> _TASK PROMPT_
Write out everything in the records exactly, apart from the pictures.

> _RECORDS_
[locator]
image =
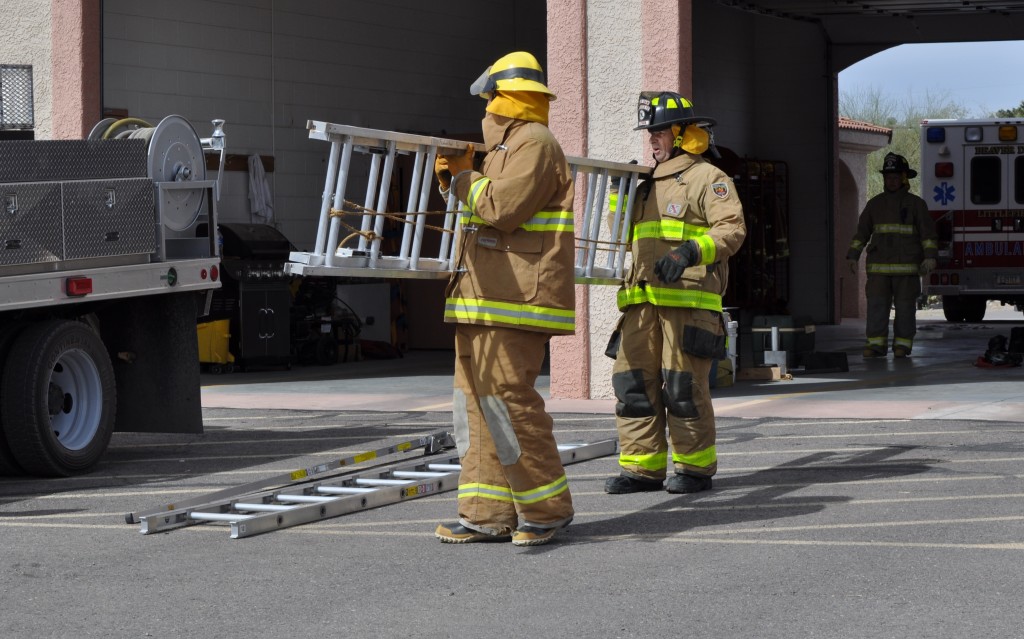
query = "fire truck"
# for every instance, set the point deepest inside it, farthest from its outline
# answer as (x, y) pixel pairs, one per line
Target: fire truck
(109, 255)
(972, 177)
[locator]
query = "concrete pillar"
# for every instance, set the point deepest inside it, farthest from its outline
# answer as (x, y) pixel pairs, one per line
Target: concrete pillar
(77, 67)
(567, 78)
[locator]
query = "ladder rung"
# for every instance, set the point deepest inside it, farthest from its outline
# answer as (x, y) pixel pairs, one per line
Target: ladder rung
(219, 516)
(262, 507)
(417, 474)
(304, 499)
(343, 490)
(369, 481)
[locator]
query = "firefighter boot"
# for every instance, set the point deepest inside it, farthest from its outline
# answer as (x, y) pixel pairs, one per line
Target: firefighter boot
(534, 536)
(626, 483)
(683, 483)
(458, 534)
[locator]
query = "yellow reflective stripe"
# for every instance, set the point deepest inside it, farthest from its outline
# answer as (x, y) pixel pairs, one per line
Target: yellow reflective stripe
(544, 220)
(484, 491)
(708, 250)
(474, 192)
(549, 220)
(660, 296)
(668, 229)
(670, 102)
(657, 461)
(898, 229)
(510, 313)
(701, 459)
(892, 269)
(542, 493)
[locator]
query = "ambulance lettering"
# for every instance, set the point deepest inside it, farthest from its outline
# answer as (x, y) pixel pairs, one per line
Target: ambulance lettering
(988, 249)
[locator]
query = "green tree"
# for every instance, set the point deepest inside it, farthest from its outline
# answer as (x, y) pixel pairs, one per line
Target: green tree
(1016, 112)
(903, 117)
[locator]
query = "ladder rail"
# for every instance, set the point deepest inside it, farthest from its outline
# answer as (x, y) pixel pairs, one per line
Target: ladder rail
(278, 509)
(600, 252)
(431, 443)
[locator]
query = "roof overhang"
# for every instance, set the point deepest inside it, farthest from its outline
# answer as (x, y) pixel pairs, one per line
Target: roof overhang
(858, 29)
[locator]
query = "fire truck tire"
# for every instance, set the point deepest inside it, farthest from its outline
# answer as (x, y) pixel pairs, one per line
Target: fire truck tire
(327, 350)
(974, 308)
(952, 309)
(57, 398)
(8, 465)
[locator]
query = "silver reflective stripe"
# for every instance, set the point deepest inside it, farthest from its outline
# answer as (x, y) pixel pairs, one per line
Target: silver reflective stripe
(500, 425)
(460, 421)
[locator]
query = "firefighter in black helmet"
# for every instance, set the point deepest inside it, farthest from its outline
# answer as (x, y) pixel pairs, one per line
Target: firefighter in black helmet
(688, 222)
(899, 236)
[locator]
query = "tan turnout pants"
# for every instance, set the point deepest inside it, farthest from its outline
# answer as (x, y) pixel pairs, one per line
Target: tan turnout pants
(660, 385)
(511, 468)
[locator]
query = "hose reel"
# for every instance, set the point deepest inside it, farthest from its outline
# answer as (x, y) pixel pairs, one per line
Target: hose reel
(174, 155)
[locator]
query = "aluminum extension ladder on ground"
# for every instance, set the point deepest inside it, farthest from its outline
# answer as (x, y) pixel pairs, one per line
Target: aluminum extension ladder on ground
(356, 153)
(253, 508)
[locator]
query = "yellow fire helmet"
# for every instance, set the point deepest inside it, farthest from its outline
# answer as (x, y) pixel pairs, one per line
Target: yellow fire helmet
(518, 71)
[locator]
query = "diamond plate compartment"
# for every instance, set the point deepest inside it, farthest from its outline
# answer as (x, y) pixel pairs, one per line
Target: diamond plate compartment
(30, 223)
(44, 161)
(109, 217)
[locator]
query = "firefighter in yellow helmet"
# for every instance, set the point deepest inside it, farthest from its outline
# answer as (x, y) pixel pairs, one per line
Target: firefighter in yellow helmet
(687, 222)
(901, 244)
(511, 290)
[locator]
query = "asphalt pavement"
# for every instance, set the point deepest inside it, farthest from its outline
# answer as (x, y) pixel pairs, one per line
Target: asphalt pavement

> _FINISHED EXERCISE_
[locator]
image =
query = "fire truck"
# for every instance, set the point deepest inside it, farthest from its outline
# answer as (x, y) pixel pairs, one per line
Target: fire truck
(109, 255)
(972, 177)
[locator]
query = "concrete pillar"
# for every instance, set the point deepest inside it, farthest from its outline
# answer as (x, y) pixel pairs, one per line
Target: concrete pillar
(77, 67)
(567, 78)
[locator]
query = "ladder rung"
# for every instance, set the point deepest inside it, farthest from its outline
# answer as (x, y) pixel pairs, one per line
Target: ladder rung
(219, 516)
(262, 507)
(417, 474)
(304, 499)
(343, 490)
(369, 481)
[locator]
query = "firefighter boot"
# for every instance, set the point deepest inside it, farthest from its outline
# answer as (x, y) pixel pairs, one per line
Target: firefighter boot
(534, 536)
(626, 483)
(683, 483)
(458, 534)
[locator]
query = "yellow reflective stripe"
# for every instance, set the point deepest inside it, farthest from its outline
# answer as (x, y) pixel pairs, one per line
Target: yellow reflective stripe
(544, 220)
(484, 491)
(708, 250)
(474, 192)
(549, 220)
(660, 296)
(668, 229)
(670, 102)
(657, 461)
(898, 229)
(510, 313)
(701, 459)
(892, 269)
(542, 493)
[locator]
query = "ambulance lettering"
# for every instance, set the point deepest inside it, farthest from its outline
# answer as (x, y) pixel pairs, one per line
Target: ambulance lettering
(988, 249)
[locator]
query = "green tree"
# for every instance, set the point deepest inside it, farthest from its outline
# answer as (x, y) pixel pairs, one per line
Target: green tree
(1016, 112)
(903, 117)
[locator]
query = "ladder rail"
# for every instance, set the point deepest inside it, farthest from its outline
# answer as (x, y) pixel pairs, one per line
Target: ladder rail
(278, 509)
(600, 252)
(431, 443)
[locator]
query = "roof overhang"
# for every instance, set the point deepest inside it, farthest from its outline
# answer as (x, y) pixel pairs, one per line
Target: roof overhang
(858, 29)
[locator]
query = "fire truck tire"
# for every instance, set the point deepest inside it, farthest from its outline
# answer as (x, y) pixel pairs, one per line
Target: fire truck tire
(327, 350)
(974, 308)
(952, 309)
(57, 398)
(8, 465)
[locator]
query = "silver reflective stripe"
# for every instance, set the point deepest inside it, farthest from its outline
# answer as (x, y) pixel pairs, one per line
Target: silver reflective stripe
(500, 425)
(460, 421)
[locator]
query = "firefighter in black helmet"
# for every instance, set the point deepest inside it, farthest from its outline
# answer as (x, y) pixel pairs, one per line
Target: firefighter in black helmet
(688, 222)
(899, 236)
[locator]
query = "tan turnout pants"
# for every instance, set the point deepest inside it, farthest from its outline
# answer as (x, y) pixel pairs, one per line
Target: tan turnout pants
(660, 385)
(511, 468)
[locator]
query = "hose reel"
# for every instance, set the point deepest inside it, farthest from its outline
# answer as (x, y) pixel pairs, one per line
Target: hose reel
(174, 155)
[locator]
query = "aluminum extension ladder on ground"
# for every instance, set the point deepest inside it, farthest from its outline
# answer as (x, y) pixel pairs, one per line
Target: aluminum extension ladder on ground
(356, 153)
(253, 508)
[locator]
query = "yellow fire helmet"
# for every instance, set the point deepest inside it, farthest from its outline
# answer as (x, y) pixel pairs, one per line
Target: yellow fire helmet
(518, 71)
[locator]
query = "diamond plate compartment"
# for every instance, set the point deepest inside it, farthest from its outline
# answer as (x, y) pixel pairs, one per line
Target: diamond plate compartment
(30, 223)
(44, 161)
(109, 217)
[locator]
query = "firefighter in yellow helmet"
# for every instance, set the point deepest inside it, farthest from its outline
# answer as (x, y) pixel pairs, one per line
Target: firefighter in yellow helmet
(687, 222)
(901, 244)
(511, 290)
[locator]
query = "asphalt pavement"
# for every instance, set the point deepest inside it, farthest from its outline
# answer as (x, y) pixel pairs, one per line
Target: asphalt pavement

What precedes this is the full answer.